▸ **Reading text**:
Wed 7 Nov 2007
Deriving Mathematics, part 2
Posted at 18:11 +1100
Having started with some thought experiments in the original article, today I want to start to make some concrete progress.
We're starting in the middle of a large map here. Where we are now is the place of knowing about numbers and how we use them in every day life. We can add, multiply, divide, maybe do some trigonometry. In each direction are slight variations on this theme. Removing properties, as we'll do today, or adding in extra features. Some of these directions are no doubt familiar to people, others will be new.
For anybody wanting to follow this series, without having to read any of my other writing, this Atom feed or this web link will contain just the articles in this feed (the Atom feed contains the full text of each article).
Road map
Firstly, a brief road map for the next few posts. We're starting with the integers today and what makes them special. Then we're going to gradually throw away assumptions and see what happens, having a look at other mathematical structures that behave like the integers or might provide clues to what differentiates the integers from other things. After a few posts along these lines, we'll come back to this place and branch out into the fractions (rational numbers) and things like the square root of two (and why it can't be a fraction) and pi. Why are those numbers different? Because the integers and integer-like structures are in some ways not complex enough to demonstrate all things we'd like, we'll also have to periodically retrace our steps as we introduce new ideas: coming back to how those new things work with reduced assumptions.
All the previous paragraph really means is that the concepts will be simple (and get simpler) for a little while before they get "harder", but the objects we'll be examining will still be interesting enough.
What Are Integers?
In my last post, I asked what makes the integers different from, say, one half, or one third. This is a question with a few different answers, depending on what you'd like to focus on. Let's concentrate on a couple of areas for now.
Firstly, if I give you a number, call it x, how can you tell if x is an integer? You have to tell me the algorithm before I tell you x, so it needs to be very general purpose. The reason this problem is hard is because you can't say something like "x is an integer if x divided by y for all possible integer values of y less than x is not always an integer". That argument is circular (attempts to define integers in terms of integers), although it is correct in the sense that it's true for integers, but it may not be true only for integers.
So, let's try this version:
- If x is less than 0, then x is an integer only if -x is an integer. So replace x with -x in the next step.
-
Start with the number 0 and call it y.
- If x is equal to y, x is an integer.
- If x is less than y, x is not an integer.
- Otherwise, add 1 to y and go back to step (2.1).

▸ **Problem 1**:
Please identify every row below that contains the string "rocky", and copy each of those rows in full.

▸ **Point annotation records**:
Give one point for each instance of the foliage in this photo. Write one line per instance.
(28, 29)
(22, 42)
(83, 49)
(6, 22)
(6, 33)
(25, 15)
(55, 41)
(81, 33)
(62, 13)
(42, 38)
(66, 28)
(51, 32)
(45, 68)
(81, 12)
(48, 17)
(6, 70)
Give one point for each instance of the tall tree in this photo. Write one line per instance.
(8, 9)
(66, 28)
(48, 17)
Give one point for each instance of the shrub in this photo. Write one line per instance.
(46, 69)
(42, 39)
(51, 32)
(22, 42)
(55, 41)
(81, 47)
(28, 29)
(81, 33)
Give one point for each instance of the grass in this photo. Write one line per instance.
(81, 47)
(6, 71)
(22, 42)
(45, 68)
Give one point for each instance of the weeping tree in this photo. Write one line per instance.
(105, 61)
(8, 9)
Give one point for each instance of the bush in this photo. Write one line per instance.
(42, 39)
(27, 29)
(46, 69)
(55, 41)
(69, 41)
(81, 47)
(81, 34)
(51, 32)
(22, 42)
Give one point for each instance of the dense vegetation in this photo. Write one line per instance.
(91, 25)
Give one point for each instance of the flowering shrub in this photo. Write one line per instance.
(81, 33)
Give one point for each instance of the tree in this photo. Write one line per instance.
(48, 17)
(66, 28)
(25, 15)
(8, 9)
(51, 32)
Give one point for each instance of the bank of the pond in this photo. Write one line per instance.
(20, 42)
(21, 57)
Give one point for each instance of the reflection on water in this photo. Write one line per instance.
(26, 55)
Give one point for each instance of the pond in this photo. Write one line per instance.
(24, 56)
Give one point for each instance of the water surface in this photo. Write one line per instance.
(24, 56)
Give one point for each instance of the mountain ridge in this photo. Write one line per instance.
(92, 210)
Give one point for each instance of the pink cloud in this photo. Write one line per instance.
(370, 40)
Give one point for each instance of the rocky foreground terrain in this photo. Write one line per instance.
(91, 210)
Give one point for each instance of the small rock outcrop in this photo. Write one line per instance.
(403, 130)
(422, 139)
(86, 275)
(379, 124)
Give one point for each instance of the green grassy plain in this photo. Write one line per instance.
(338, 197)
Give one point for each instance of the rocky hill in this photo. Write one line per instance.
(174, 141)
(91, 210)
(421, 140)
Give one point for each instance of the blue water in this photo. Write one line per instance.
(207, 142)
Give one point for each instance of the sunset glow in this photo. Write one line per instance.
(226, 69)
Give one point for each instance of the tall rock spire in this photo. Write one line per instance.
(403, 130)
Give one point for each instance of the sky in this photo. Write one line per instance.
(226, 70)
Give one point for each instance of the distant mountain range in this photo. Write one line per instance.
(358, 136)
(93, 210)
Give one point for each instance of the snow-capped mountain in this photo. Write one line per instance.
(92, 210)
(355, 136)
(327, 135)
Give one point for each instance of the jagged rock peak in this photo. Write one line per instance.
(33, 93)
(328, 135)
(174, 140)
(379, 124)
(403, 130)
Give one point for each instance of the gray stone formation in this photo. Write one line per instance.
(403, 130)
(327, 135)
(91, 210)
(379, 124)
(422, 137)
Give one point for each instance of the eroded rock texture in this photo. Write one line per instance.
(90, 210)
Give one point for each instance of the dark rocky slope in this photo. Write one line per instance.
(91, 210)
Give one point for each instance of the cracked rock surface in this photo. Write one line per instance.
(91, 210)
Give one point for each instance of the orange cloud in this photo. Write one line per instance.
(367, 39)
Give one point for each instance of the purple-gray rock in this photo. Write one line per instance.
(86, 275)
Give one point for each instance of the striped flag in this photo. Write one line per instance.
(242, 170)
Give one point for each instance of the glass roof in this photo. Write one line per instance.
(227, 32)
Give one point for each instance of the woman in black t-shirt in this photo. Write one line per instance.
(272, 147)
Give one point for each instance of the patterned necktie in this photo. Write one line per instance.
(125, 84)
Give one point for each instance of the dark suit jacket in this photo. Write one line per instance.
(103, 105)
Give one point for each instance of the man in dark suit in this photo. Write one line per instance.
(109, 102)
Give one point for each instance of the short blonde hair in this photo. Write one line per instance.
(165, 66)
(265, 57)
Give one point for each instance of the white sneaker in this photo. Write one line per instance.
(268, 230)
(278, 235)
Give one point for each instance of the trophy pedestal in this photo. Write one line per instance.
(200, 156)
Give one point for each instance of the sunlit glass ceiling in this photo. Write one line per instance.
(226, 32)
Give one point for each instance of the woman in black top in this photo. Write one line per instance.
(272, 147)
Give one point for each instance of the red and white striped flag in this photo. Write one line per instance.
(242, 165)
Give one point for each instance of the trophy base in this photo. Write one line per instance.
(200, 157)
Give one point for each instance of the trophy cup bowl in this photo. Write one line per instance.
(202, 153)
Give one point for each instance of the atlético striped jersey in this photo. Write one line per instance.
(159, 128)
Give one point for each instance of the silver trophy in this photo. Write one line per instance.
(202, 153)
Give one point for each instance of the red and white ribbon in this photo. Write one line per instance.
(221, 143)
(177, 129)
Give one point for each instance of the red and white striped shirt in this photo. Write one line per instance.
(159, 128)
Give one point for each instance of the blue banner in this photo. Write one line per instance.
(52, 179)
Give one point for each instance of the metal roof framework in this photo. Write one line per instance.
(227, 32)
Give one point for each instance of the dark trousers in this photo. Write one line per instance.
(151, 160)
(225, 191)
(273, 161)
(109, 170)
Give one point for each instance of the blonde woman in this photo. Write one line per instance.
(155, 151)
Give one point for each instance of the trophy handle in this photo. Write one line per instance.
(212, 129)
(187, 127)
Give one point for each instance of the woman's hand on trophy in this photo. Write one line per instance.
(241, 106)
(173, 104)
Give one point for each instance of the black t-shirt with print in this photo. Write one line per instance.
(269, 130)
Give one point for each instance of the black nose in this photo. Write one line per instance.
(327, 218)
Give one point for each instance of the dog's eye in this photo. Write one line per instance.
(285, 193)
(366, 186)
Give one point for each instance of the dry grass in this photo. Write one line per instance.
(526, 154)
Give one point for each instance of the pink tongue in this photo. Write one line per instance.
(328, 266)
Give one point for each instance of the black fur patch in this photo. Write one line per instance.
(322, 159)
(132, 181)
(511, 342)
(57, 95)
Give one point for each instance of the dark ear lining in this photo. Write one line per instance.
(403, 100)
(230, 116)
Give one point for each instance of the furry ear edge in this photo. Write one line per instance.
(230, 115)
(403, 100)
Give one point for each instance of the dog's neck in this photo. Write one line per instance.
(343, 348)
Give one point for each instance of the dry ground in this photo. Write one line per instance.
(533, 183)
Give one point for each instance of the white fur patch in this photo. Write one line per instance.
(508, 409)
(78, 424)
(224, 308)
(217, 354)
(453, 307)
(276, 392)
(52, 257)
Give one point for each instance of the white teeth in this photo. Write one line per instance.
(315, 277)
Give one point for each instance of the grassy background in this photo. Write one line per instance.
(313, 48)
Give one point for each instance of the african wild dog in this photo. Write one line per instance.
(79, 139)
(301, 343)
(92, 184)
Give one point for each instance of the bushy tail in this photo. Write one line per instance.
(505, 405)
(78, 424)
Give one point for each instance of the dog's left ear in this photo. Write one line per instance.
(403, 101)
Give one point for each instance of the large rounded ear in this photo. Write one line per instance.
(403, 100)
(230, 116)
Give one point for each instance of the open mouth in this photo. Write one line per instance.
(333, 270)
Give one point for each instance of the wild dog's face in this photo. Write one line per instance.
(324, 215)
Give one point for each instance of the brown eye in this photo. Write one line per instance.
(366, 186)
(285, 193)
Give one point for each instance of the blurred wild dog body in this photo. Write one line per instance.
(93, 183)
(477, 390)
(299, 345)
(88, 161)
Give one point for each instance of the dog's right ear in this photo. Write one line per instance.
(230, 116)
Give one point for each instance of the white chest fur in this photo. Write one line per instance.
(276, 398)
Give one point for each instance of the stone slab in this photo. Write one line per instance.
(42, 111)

▸ **Problem 2**:
In the post on deriving mathematics, what number does the step-by-step test for whether x is an integer start with, and what is it called?

▸ **Reply 1**:
Give one point for each instance of the rocky foreground terrain in this photo. Write one line per instance.
Give one point for each instance of the rocky hill in this photo. Write one line per instance.
Give one point for each instance of the dark rocky slope in this photo. Write one line per instance.

▸ **Reply 2**:
It starts with the number 0, which is called y.